Tarefa: Retome a crítica de Paddleton logo após a última frase apresentada.

━━━━━ Trecho do documento ━━━━━

Crítica: Paddleton
De vez em quando a NETFLIX lança um blockbuster daqueles que você pagaria ingresso no cinema para ver, vide os recentes “Bird Box” e “Polar“, quebrando o paradigma que esses tipos de serviços tendem a nivelar por baixo seu conteúdo uma vez que não há receita direta advinda de um alto nível de audiência para uma obra específica. Contudo, a plataforma vem investindo cifras astronômicas e se reinventado a cada ano, elevando a qualidade de suas produções e dando liberdade criativa para seus criadores de conteúdo, resultando em obras um tanto fora da caixinha, como “Maniac“, e outras que encontrariam distribuição limitada nos cinemas, como o aclamado “Roma” (presente em nossos Top 10 – Melhores Filmes de 2018 e Oscar 2019 – Pitaco MetaFictions). E se tem um nicho que a plataforma se destaca é nas produções modestas com histórias simples e reais, como já bem apontou nosso editor chefe. Em Paddleton isso é mais verdadeiro do que nunca.
Sem rodeios, começamos com dois amigos, Michael (Mark Duplass) e Andy (Ray Romano), em uma enfermaria recebendo a notícia que Michael tem câncer no estômago e que deveria buscar um especialista, que por sua vez confirma que a doença está em estágio terminal, confirmando que ele tem pouco tempo de vida e uma árdua luta a sua frente. Sendo vizinhos e muito amigos, Andy é cooptado a ajudar em um processo de “eutanásia” antes que a doença comece a se manifestar e arraste Michael para o hospital. Começa aqui a verdadeira luta do longa, a aceitação da vontade do outro.
Qualquer obra que aborde a nossa mortalidade causa um certo desconforto, especialmente quando ela é confrontada de forma tão inequívoca e imediata. Temos alguns exemplos recentes da própria Netflix que retratam a mesma questão sob óticas e formatos diferentes, como a série “Dá Licença, Saúde“, que entra na sátira de situações sociais que acompanham um paciente de câncer, e o curta documentário “A Partida Final“, indicado em nosso Garimpo Netflix #8: Oscar 2019“, que mostra de forma crua pacientes em seus últimos momentos. Paddleton opta por um outro caminho, o do sobriedade sobre o nosso próprio destino e obrigações. Você seria capaz de conscientemente decidir morrer antes da doença te levar? E, mais importante, você daria assistência a alguém fundamental em seu cotidiano para que ela evite um sofrimento a custo da sua ausência em sua vida? Até o momento em que escrevo isso não tenho respostas para dar, embora não pare de pensar no assunto.

━━━━━ Material apresentado ━━━━━

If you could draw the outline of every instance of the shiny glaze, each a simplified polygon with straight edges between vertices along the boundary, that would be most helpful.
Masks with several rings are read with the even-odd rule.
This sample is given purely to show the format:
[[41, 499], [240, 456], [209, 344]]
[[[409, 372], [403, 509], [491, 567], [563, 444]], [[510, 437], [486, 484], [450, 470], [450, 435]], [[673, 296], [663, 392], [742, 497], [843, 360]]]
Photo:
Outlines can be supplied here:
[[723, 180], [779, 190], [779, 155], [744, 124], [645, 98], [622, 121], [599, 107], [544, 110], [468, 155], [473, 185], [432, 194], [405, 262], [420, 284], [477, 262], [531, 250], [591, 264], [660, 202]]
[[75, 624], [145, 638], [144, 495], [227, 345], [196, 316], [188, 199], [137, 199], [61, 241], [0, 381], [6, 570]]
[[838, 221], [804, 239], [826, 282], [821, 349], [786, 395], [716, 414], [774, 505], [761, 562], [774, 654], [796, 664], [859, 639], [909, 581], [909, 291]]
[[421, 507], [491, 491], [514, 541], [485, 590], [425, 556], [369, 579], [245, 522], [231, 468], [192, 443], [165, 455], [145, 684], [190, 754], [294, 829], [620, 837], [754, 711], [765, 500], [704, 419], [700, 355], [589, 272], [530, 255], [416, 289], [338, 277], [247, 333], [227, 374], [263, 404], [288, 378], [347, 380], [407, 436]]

━━━━━

Resposta:
O longa se ancora fortemente na relação entre os dois amigos, tendo seus melhores momentos em cenas tão mundanas quanto as do seu dia-a-dia. Discutir quais superpoderes são os mais práticos ou qual animal é mais rápido por perna é tão sem propósito quanto é prazeroso e são fundamentais em uma relação sedimentada em anos de companheirismo. A química dos amigos, com Michael em paz com sua morte prematura e Andy inconformado e a todo tempo mal-humorado com a situação, como se não aceitasse a vida que foi negada ao seu amigo, carrega o longa em cenas que partem do divertido, passam pelo constrangedor e chegam ao inquietante. Isso fica evidente nas cenas com Andy conferindo se o amigo está morto ou apenas dormindo, que começa engraçado e conforme o filme progride ganha contornos mais sombrios e emocionalmente pesados.
Morrer certamente deve ser uma merda, mas, como já dizia minha saudosa avó dona Helena, “é pior pra quem fica”. Nitidamente isso é evidente nas reações de Andy na bela performance de Ray Romano. Ele conseguiu transmitir a sensação de estar conversando com uma pessoa próxima pela última vez a cada momento e que, em parte pelo seu intermédio, verá a chama da vida de uma das pessoas mais importantes pra ele se esvaindo. É de arrancar lágrimas e te deixa arrasado quando o momento chega.
Em suma, Paddleton é drama forte, que celebra o ordinário e, ao mesmo tempo, o excepcional. É uma obra sobre a morte, mas que enaltece a vida. Tirando alguns pequenos erros de continuidade, é um longa sensível e que te faz refletir sobre o pouco tempo que temos para compartilhar com quem amamos. Não deixe de conferir.